*Extracted text*:
Researchers at Columbia University Medical Center (CUMC) have demonstrated that a protein called caspase-2 is a key regulator of a signaling pathway that leads to cognitive decline in Alzheimer's disease. The findings, made in a mouse model of Alzheimer's, suggest that inhibiting this protein could prevent the neuronal damage and subsequent cognitive decline associated with the disease. The study was published this month in the online journal Nature Communications.
One of the earliest events in Alzheimer's is disruption of the brain's synapses (the small gaps across which nerve impulses are passed), which can lead to neuronal death. Although what drives this process has not been clear, studies have indicated that caspace-2 might be involved, according to senior author Michael Shelanski, MD, PhD, the Delafield Professor of Pathology & Cell Biology, chair of the Department of Pathology & Cell Biology, and co-director of the Taub Institute for Research on Alzheimer's Disease and the Aging Brain at CUMC.

*Data extract*:
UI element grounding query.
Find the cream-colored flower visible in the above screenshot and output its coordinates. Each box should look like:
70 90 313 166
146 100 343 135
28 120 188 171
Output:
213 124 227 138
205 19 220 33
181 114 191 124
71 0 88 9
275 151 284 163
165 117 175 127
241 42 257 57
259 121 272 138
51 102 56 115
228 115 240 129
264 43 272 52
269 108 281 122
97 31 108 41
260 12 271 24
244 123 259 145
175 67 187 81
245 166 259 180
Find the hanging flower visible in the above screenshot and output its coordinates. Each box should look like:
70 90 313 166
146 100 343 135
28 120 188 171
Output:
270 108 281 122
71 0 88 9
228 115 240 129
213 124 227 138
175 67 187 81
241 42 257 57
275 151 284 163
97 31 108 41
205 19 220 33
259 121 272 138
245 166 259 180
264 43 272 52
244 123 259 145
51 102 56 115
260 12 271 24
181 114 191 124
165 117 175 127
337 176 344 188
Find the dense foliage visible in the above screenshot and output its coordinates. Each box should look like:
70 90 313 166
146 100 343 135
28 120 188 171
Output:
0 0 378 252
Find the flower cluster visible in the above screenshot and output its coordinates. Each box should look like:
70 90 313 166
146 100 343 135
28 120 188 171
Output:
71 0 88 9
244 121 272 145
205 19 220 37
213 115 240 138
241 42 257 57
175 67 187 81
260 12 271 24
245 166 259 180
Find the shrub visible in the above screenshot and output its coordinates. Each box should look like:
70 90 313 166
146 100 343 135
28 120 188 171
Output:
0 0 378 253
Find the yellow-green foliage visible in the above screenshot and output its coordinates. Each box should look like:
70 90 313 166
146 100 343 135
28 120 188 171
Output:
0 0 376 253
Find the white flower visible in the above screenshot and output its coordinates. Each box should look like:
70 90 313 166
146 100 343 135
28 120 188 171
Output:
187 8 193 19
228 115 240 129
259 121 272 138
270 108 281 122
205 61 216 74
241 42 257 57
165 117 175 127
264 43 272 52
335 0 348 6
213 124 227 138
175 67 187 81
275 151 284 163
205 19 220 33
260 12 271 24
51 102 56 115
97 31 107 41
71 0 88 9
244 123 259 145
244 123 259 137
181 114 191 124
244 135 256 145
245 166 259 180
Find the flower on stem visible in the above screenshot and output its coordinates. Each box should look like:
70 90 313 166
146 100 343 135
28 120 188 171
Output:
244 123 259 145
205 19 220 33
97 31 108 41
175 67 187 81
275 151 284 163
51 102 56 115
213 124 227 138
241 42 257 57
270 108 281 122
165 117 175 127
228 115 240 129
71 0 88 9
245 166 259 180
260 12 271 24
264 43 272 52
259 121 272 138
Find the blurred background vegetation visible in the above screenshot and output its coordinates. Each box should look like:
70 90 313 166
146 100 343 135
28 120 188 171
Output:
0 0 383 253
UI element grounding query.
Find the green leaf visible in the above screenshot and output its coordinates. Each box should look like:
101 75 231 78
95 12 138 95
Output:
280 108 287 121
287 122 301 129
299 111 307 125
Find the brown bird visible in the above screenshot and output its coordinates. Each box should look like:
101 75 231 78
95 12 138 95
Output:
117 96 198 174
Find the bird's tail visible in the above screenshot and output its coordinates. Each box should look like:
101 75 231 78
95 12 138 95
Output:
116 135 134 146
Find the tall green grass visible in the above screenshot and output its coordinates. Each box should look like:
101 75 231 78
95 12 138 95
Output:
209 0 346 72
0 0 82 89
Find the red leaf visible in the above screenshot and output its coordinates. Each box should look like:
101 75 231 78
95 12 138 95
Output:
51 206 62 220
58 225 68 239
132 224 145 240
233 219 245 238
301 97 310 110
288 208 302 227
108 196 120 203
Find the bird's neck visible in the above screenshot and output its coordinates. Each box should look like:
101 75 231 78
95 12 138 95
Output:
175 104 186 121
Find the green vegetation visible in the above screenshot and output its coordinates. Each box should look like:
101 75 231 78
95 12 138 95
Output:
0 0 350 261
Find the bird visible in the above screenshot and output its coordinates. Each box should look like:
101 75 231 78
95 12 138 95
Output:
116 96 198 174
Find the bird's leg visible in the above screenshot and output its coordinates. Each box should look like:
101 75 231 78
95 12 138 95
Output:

*Task requirements*: Turn the paragraph of the Alzheimer's research article that starts "Researchers at Columbia University Medical Center" into a bulleted list of its main facts. The material has no connection to the Alzheimer's research article.

*Response box*:
- Researchers at Columbia University Medical Center (CUMC) showed that the protein caspase-2 is a key regulator of a signaling pathway leading to cognitive decline in Alzheimer's disease.
- The findings come from a mouse model of Alzheimer's.
- They suggest that inhibiting caspase-2 could prevent the neuronal damage and resulting cognitive decline associated with the disease.
- The study was published this month in the online journal Nature Communications.